Task brief: Starting from the line with "Target phrase: overcast sky", transcribe each line to the end of the records below. Copy them exactly and write nothing else.

[Records from a data collection]
++++++++

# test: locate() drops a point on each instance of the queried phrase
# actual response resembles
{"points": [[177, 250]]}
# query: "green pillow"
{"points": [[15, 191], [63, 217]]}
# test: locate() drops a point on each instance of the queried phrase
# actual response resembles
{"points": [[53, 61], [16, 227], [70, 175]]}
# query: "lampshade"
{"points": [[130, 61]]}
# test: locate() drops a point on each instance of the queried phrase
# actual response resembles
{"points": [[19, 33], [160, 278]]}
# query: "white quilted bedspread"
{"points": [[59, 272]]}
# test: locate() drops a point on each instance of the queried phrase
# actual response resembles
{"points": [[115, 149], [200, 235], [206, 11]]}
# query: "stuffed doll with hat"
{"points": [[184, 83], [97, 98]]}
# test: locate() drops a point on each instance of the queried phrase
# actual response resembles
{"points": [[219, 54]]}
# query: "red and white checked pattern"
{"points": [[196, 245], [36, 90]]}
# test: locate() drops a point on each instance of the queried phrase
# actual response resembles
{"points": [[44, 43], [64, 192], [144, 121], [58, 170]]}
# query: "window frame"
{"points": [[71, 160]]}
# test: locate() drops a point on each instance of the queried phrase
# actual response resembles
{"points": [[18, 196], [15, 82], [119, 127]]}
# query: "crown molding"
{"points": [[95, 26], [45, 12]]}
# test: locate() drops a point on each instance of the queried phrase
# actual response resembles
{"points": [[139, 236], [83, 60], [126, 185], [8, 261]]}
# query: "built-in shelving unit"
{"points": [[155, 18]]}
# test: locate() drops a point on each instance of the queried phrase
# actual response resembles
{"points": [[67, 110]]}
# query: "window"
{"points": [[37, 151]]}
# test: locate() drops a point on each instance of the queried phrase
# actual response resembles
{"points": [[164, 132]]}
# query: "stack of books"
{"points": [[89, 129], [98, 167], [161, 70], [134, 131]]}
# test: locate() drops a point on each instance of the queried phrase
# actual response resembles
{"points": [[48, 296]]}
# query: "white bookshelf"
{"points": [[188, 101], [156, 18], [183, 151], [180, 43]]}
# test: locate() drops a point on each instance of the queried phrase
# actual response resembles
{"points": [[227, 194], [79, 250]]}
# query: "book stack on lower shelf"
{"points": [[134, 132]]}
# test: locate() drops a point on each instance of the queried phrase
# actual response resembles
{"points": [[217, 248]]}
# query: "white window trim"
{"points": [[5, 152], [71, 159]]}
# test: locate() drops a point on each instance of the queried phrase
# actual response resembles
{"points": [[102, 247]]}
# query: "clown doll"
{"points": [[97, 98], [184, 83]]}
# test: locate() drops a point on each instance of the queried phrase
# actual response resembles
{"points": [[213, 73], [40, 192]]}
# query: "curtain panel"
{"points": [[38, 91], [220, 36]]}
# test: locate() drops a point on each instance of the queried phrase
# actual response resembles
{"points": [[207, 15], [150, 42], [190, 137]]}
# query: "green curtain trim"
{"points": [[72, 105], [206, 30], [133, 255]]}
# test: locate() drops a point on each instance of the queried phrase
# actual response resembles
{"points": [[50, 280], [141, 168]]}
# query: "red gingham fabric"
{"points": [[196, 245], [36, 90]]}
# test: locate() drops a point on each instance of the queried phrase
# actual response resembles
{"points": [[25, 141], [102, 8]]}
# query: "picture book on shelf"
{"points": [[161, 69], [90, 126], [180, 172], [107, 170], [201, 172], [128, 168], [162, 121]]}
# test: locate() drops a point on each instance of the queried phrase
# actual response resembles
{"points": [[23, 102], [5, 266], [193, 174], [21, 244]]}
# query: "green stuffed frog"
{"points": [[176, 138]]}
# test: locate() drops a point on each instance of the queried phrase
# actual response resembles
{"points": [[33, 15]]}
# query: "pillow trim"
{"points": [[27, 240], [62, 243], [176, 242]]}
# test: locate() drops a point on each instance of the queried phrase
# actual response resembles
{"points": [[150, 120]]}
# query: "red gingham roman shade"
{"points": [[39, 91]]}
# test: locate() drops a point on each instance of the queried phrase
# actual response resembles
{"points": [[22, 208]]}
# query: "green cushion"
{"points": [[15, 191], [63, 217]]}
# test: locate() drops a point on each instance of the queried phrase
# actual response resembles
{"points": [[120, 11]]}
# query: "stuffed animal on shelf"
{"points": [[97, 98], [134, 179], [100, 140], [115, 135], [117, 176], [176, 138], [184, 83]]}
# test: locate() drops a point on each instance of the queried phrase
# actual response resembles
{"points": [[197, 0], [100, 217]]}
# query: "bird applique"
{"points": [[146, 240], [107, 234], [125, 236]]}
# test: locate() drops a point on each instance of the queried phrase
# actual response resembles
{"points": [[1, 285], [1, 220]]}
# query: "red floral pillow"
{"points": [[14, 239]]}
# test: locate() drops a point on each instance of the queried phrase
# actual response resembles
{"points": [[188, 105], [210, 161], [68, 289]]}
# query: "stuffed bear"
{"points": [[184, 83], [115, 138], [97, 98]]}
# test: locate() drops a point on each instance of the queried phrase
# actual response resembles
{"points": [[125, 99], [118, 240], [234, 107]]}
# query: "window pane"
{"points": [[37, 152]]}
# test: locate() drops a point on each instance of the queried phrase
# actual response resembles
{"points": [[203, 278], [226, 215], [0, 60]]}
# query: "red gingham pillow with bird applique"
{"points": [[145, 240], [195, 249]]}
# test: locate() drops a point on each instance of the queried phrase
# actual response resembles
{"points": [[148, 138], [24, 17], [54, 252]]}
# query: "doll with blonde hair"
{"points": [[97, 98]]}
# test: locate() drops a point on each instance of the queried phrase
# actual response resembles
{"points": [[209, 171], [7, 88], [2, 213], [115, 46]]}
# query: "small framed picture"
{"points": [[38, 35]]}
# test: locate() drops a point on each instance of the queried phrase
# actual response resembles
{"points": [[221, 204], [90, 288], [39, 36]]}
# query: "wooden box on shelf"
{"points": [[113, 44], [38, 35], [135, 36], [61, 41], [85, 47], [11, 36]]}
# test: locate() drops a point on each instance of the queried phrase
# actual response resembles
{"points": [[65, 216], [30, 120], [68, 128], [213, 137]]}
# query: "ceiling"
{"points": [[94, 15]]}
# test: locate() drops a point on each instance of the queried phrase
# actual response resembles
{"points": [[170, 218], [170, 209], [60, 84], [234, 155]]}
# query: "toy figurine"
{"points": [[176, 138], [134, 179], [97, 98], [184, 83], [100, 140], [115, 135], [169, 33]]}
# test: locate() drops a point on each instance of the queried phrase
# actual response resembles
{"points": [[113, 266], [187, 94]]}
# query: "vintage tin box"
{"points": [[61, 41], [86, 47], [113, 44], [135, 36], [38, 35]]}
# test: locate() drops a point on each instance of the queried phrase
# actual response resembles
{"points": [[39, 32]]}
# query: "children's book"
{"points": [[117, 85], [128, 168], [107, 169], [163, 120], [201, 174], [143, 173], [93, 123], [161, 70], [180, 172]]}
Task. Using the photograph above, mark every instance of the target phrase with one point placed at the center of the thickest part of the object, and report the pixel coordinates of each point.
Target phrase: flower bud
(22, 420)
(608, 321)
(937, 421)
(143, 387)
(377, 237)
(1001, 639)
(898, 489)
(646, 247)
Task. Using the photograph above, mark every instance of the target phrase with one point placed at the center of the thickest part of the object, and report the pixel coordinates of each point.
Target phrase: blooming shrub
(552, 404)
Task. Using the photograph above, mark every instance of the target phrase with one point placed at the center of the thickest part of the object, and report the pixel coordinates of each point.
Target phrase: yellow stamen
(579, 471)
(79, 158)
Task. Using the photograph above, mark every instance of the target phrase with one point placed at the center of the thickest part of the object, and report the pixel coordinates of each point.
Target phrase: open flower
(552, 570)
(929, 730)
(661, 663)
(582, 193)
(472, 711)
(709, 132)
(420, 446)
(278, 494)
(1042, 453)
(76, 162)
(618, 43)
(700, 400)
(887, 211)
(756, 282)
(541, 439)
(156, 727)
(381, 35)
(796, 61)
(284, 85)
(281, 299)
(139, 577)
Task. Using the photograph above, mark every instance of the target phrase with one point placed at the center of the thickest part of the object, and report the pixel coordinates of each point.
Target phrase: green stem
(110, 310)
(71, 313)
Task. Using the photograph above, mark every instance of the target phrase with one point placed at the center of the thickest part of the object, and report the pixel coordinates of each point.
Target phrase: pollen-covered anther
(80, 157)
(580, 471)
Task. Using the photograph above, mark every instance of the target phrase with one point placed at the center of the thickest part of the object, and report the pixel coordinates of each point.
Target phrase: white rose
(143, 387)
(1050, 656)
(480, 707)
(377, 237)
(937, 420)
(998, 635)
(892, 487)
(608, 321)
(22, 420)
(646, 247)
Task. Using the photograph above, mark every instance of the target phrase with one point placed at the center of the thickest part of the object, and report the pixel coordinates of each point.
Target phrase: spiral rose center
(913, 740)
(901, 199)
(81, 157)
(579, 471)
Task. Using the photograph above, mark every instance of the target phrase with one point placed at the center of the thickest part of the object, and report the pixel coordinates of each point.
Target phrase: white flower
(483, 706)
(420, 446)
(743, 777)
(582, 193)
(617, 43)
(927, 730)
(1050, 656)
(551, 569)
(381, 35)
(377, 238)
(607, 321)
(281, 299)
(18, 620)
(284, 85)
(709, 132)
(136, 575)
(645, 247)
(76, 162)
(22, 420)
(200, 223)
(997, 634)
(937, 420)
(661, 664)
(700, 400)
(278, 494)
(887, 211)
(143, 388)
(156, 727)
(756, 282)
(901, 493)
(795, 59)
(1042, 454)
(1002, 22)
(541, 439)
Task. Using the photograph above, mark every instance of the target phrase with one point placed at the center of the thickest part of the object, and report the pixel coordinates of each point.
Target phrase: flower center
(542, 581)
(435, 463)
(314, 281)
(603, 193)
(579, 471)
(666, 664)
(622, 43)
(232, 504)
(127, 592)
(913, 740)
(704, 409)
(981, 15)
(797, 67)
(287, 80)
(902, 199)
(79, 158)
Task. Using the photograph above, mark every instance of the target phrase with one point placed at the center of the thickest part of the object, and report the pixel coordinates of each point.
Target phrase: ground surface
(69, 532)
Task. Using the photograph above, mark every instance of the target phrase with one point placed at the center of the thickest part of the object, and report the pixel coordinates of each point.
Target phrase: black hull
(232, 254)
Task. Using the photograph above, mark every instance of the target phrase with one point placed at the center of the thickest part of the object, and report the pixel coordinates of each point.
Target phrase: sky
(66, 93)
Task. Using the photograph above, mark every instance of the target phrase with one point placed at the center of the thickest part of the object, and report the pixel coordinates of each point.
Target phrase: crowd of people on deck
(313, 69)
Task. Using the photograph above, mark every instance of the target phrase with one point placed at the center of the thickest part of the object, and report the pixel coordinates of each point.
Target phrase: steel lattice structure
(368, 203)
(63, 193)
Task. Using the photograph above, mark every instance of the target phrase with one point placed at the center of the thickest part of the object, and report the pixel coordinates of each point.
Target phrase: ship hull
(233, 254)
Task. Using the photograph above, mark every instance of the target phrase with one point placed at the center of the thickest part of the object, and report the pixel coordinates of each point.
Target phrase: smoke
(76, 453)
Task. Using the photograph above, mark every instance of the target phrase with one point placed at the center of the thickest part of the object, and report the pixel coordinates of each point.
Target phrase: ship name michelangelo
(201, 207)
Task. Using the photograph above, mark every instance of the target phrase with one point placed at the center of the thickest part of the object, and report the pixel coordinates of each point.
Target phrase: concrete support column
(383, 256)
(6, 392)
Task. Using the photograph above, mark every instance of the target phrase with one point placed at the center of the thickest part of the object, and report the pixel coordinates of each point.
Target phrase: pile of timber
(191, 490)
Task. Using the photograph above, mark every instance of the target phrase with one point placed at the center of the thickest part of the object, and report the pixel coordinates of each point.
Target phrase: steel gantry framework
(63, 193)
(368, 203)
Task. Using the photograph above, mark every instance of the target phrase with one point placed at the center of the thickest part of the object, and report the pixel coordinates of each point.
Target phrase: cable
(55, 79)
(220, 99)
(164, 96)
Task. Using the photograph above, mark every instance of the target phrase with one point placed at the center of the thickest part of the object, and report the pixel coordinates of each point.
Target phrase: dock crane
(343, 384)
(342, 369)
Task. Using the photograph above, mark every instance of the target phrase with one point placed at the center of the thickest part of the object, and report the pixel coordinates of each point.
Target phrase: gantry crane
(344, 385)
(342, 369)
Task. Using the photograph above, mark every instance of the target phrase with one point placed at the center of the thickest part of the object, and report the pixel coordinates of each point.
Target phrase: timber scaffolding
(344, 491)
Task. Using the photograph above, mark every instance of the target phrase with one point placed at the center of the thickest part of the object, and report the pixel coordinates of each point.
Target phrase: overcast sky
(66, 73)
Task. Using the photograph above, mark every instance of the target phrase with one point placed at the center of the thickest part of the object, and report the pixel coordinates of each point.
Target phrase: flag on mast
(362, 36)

++++++++

Solution for this task:
Target phrase: overcast sky
(66, 73)
Task. Using the photograph above, mark every instance of the target phrase with one point placed at the center of the thickest part of the object, and report the pixel coordinates of each point.
Target phrase: flag on mast
(362, 36)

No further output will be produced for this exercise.